• _DOCUMENT PASSAGE_:
Incident report: Trace sampling change hid a regression
A change to tracing sampling made a latency regression invisible in our usual views. We describe how it happened and what we changed.
Summary
On August 3, 2025, we shipped a seemingly harmless change to trace sampling.
The goal was to:
- reduce trace volume for a set of high-traffic endpoints
- focus sampling on error and high-latency cases
Shortly afterward, a real latency regression hit those endpoints.
Because of how we had reconfigured sampling, the regression:
- did not show up in our usual trace-based dashboards
- appeared only as a subtle change in metrics
It took longer than it should have to correlate user reports and metrics with the underlying cause.
We treated this as an incident in how we designed our observability, not just the service that regressed.
Impact
- Duration: several hours of elevated latency before we identified and fixed the regression.

Referring-expression pointing data
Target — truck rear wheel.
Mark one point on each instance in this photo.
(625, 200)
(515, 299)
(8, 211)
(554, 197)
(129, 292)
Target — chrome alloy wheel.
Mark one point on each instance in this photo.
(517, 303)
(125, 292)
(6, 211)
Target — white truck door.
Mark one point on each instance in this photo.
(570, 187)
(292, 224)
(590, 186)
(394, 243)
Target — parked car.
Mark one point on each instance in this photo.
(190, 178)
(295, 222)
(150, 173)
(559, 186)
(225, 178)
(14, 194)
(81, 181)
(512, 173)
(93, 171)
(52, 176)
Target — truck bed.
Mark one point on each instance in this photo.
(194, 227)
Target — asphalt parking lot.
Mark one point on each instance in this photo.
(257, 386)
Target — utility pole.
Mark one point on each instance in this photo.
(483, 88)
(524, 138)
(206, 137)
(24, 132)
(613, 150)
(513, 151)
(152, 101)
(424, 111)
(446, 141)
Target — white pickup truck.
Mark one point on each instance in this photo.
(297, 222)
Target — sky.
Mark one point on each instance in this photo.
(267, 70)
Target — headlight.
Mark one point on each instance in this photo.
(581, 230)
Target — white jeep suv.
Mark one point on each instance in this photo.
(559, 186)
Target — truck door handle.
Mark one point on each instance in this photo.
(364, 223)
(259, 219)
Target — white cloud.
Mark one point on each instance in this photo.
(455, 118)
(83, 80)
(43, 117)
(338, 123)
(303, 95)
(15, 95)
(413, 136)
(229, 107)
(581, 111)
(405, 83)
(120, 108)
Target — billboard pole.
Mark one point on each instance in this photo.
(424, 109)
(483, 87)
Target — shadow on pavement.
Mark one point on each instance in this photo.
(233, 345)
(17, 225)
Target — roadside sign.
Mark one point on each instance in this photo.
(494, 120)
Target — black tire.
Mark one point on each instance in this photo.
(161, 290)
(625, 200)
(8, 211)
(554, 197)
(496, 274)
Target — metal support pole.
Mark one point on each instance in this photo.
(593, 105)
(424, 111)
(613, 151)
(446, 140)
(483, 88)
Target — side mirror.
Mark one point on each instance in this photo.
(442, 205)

• _AIM OF THE TASK_:
Continue the incident report about the trace sampling change that hid a latency regression, starting right after its last line.

• _WRITTEN RESPONSE_:
- User impact:
- increased tail latency for affected endpoints
- some users experienced slower pages and occasional timeouts
- Internal impact:
- extra time spent reconciling conflicting signals between metrics and traces
- erosion of trust in trace-based dashboards for a period
Timeline
All times local.
- 09:10 — Trace sampling configuration is updated for a high-traffic service.
- 09:25 — Latency metrics begin to show a small but real increase in P95 for certain endpoints.
- 10:00 — First user reports arrive indicating slower responses.
- 10:12 — On-call checks trace dashboards; sampled traces do not show a clear concentration of slow spans.
- 10:35 — Further investigation via metrics and logs suggests a new code path is heavier than expected.
- 11:05 — We realize sampling changes have biased away from seeing enough slow traces in the affected cohort.
- 11:20 — Sampling is temporarily increased for the relevant service and endpoints.
- 11:40 — New traces clearly show the problematic code path; rollback is initiated.
- 12:10 — Rollback completes; metrics confirm latency returns to baseline.
Root cause
The immediate technical regression was a performance bug in new code.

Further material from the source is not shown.